What the task asks: Copy the records from the start through the line containing "[175,88,190,95]", requests included. Multiply every bounding box coordinate in the answers by 2.45 and round to whole numbers, with halves rounded up.
* Start *
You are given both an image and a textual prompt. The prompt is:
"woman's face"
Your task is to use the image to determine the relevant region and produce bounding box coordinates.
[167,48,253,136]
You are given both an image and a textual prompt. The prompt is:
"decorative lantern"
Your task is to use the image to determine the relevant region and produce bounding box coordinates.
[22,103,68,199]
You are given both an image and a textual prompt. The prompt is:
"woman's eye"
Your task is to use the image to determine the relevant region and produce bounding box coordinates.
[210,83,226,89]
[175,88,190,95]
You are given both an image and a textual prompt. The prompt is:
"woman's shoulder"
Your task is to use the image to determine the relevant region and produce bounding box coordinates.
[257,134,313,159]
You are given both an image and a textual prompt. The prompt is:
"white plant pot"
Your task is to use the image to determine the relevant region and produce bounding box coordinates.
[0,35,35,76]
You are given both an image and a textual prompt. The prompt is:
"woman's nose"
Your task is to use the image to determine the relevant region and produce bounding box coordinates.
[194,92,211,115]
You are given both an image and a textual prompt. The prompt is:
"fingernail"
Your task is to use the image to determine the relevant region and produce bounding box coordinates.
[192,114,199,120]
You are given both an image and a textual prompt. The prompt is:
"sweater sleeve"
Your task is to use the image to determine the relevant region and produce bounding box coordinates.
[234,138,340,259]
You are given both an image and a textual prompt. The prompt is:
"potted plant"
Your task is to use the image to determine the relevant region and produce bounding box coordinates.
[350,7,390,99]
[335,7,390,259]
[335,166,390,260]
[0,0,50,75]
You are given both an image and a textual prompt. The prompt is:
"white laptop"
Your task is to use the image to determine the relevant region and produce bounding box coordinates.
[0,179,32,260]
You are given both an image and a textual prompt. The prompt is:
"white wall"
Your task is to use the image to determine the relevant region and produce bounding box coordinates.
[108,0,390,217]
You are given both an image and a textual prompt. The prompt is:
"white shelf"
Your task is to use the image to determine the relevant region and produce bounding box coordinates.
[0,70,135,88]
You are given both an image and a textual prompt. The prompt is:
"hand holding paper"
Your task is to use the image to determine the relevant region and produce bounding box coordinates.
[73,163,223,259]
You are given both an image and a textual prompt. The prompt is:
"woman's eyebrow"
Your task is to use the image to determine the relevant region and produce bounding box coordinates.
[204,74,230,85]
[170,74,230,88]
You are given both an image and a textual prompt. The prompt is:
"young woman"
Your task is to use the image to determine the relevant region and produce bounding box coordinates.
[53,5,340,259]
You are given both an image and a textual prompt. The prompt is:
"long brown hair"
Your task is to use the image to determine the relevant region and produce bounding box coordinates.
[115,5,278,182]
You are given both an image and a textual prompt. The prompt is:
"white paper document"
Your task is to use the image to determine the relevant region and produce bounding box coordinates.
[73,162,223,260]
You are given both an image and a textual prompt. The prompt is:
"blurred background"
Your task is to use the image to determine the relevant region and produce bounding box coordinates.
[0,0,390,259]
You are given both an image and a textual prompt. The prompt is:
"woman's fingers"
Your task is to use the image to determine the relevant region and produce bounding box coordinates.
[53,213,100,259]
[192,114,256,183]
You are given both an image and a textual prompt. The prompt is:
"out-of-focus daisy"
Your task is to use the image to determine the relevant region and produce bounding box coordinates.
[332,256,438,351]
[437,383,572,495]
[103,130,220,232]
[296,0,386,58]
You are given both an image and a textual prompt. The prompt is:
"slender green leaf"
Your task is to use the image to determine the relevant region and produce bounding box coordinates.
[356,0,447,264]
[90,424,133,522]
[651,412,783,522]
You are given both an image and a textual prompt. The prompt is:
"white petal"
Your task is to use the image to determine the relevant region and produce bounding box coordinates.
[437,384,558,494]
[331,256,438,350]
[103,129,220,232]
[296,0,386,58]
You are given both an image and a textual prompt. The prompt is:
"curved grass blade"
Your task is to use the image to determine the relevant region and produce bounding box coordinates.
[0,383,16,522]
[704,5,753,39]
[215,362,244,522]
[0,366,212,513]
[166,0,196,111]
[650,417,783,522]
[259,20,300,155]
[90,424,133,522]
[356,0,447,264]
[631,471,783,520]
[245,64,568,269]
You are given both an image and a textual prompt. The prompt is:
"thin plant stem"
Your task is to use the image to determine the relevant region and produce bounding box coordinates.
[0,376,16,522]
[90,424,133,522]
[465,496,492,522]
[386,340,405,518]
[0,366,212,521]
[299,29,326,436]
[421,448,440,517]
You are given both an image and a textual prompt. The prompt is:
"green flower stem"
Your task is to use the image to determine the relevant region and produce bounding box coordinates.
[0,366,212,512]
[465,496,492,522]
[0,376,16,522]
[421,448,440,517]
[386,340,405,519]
* End *
Task answer:
You are given both an image and a textual prompt. The prompt is:
"woman's face"
Your task is to use the image to determine the relevant region and produce bounding box coordinates.
[409,118,620,333]
You are given both an image and a textual prompt. The prompt is:
"decorative lantern"
Your task is to use the image to determine the relevant region and produce bounding box coordinates.
[54,252,167,488]
You are given both an image and a textual prompt. The prompt is:
"woman's eye"
Your task is to use the image to determine the relevant region and produce bounding box coordinates.
[515,203,554,218]
[429,216,466,233]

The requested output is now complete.